Provided data START

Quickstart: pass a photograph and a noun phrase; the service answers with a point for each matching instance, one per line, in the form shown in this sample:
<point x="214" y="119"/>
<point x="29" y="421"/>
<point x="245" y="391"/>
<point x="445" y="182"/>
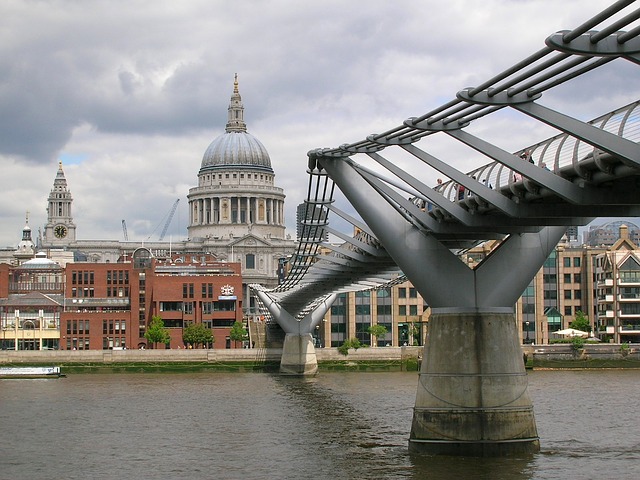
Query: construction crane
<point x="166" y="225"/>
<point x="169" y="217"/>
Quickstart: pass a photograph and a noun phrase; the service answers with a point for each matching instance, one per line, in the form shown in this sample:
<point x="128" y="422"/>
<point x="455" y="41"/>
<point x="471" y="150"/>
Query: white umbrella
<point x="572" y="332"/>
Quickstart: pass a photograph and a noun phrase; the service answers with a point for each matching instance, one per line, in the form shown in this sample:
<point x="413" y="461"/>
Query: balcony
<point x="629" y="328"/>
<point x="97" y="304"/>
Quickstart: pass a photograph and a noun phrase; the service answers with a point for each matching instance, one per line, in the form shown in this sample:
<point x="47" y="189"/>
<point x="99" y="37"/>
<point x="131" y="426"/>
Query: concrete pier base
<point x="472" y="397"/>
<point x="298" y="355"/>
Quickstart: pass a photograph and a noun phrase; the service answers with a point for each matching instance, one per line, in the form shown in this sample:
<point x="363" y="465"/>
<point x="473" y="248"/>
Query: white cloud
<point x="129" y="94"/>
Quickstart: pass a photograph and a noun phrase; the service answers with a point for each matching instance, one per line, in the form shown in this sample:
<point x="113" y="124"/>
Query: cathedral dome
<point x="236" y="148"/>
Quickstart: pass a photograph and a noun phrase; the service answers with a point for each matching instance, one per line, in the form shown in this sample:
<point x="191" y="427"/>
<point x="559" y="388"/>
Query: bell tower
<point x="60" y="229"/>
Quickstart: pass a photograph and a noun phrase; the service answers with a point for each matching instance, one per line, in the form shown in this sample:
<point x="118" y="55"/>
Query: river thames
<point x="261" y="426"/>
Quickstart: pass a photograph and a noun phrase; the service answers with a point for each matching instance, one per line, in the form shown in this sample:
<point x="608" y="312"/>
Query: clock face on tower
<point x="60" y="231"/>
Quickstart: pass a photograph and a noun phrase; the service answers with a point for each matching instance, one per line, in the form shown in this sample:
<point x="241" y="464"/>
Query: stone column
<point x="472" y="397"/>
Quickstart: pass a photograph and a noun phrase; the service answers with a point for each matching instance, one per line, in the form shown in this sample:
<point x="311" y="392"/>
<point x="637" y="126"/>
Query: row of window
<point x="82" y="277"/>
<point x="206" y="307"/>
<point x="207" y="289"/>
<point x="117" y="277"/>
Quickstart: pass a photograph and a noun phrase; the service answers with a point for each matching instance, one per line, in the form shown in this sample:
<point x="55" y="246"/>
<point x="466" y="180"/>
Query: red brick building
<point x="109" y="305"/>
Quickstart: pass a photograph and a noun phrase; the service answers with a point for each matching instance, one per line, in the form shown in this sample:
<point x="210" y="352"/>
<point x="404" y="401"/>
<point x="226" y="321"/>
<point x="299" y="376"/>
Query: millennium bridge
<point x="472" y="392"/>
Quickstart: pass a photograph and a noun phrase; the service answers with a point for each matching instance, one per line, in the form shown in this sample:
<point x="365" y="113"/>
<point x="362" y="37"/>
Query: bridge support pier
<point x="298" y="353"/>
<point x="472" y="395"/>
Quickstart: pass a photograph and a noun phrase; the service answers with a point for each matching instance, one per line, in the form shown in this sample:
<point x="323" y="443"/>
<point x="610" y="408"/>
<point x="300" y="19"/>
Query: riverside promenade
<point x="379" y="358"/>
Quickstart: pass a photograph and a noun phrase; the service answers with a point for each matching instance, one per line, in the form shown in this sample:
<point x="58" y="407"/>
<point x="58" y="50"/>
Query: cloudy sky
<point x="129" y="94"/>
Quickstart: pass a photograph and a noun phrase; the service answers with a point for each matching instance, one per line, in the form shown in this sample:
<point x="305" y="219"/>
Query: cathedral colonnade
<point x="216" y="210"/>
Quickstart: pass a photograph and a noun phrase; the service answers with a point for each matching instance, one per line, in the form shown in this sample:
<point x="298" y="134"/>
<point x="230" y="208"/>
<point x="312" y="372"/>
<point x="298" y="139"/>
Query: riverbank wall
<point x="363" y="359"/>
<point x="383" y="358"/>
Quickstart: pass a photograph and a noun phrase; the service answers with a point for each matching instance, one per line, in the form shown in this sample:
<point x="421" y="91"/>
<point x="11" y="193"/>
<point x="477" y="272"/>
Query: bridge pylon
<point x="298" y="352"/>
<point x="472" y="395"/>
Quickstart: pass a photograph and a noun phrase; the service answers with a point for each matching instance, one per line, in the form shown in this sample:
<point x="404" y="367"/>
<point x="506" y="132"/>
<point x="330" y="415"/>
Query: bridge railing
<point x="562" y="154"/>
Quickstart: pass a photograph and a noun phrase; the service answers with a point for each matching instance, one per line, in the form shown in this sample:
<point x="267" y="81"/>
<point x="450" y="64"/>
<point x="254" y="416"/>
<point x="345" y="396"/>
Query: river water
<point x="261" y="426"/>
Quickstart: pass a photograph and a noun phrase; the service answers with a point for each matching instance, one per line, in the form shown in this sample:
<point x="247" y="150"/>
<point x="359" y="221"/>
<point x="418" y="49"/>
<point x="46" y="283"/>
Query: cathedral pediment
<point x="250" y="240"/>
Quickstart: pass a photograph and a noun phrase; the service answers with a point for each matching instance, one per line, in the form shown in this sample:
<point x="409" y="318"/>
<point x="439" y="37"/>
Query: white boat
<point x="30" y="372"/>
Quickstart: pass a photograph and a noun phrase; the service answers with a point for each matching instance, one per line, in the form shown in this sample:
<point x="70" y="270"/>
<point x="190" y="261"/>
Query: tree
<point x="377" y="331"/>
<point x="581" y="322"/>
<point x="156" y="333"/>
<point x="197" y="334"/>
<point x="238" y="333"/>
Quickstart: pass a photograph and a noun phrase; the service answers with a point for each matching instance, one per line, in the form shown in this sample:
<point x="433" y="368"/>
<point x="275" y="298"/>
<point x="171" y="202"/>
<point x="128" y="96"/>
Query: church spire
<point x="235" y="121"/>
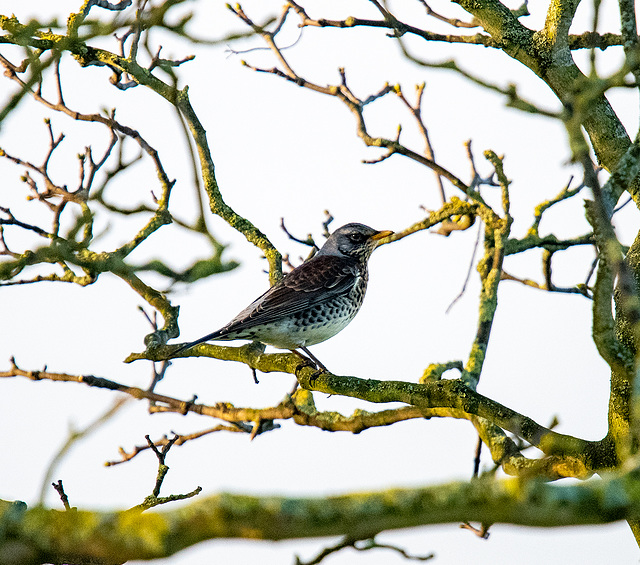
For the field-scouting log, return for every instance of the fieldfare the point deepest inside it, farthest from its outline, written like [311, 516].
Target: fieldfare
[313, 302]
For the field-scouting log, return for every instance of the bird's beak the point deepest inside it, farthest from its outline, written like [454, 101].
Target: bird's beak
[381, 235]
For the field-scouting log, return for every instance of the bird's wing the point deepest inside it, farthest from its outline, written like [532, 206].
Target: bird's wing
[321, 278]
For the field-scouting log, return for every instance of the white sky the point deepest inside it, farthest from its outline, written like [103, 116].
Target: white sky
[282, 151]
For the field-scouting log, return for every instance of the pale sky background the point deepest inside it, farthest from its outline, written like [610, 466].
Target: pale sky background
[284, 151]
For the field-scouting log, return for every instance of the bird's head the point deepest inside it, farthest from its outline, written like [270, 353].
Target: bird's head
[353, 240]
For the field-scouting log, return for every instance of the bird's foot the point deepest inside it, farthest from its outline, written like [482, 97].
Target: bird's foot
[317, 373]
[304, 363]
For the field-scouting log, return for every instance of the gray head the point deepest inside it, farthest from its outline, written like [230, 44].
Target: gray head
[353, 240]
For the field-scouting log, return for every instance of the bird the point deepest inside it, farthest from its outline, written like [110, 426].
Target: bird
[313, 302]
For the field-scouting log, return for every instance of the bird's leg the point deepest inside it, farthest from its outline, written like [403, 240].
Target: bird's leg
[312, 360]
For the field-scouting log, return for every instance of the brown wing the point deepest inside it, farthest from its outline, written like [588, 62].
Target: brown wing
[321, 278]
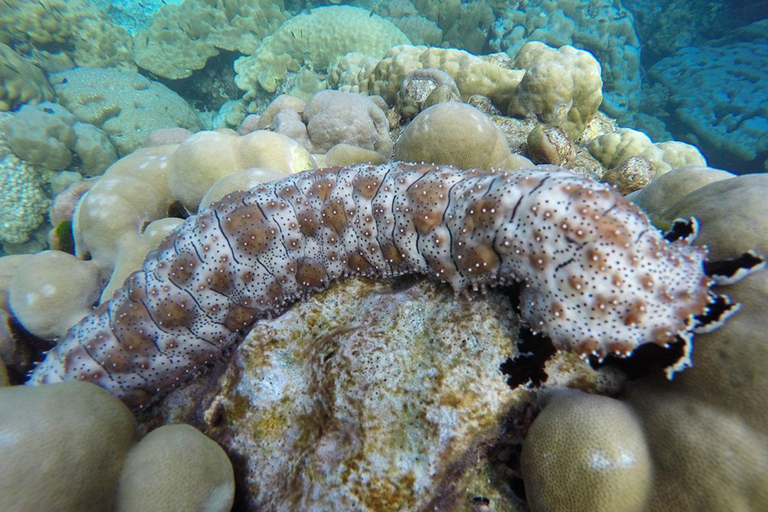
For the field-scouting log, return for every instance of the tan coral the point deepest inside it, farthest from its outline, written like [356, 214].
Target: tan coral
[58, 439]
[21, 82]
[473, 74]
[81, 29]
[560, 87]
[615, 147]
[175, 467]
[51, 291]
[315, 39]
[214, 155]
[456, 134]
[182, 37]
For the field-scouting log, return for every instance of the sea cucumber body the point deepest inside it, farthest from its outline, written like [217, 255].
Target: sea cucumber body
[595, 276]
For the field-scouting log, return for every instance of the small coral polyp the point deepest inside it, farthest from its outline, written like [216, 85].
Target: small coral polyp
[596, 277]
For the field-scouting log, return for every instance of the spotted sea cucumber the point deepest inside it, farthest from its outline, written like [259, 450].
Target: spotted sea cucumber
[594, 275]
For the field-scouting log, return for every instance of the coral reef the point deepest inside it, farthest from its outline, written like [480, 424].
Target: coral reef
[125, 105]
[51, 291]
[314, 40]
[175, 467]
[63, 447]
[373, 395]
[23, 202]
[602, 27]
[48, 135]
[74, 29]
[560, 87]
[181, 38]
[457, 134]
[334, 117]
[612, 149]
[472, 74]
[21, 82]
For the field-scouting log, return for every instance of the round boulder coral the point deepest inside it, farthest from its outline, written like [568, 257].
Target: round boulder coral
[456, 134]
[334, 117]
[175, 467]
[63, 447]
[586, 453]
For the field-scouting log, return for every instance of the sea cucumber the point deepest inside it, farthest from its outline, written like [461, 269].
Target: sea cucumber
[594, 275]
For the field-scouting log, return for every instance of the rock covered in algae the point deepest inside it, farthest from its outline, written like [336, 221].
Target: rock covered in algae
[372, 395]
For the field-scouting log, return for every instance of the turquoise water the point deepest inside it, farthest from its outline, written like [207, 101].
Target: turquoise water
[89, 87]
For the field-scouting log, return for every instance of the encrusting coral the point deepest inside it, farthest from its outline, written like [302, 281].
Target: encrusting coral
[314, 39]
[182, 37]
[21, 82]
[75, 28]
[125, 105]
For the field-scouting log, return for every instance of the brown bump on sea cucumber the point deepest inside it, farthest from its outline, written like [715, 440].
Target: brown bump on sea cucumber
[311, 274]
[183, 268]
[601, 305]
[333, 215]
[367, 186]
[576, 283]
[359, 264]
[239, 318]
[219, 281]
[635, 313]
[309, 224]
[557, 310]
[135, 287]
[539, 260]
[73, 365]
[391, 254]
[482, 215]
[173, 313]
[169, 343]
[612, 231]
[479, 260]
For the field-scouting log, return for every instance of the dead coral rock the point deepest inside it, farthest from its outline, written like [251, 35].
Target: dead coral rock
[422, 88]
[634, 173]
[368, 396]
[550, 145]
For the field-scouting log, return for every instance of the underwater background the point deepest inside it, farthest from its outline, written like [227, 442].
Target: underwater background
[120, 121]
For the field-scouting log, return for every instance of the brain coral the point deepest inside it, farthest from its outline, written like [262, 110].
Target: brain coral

Provided data END

Reproduce the lines of the entries above exactly, but only from the line containing "like [227, 442]." through the final line.

For the field-scouting log, return for every instance of the underwater background the point deepest inside it, farthest from its outline, written like [227, 442].
Target: underwater background
[120, 121]
For the field-scouting log, return for every instance of the brain coral the point deepest inside it, farthest from its outline, written like [262, 110].
Target: brain coral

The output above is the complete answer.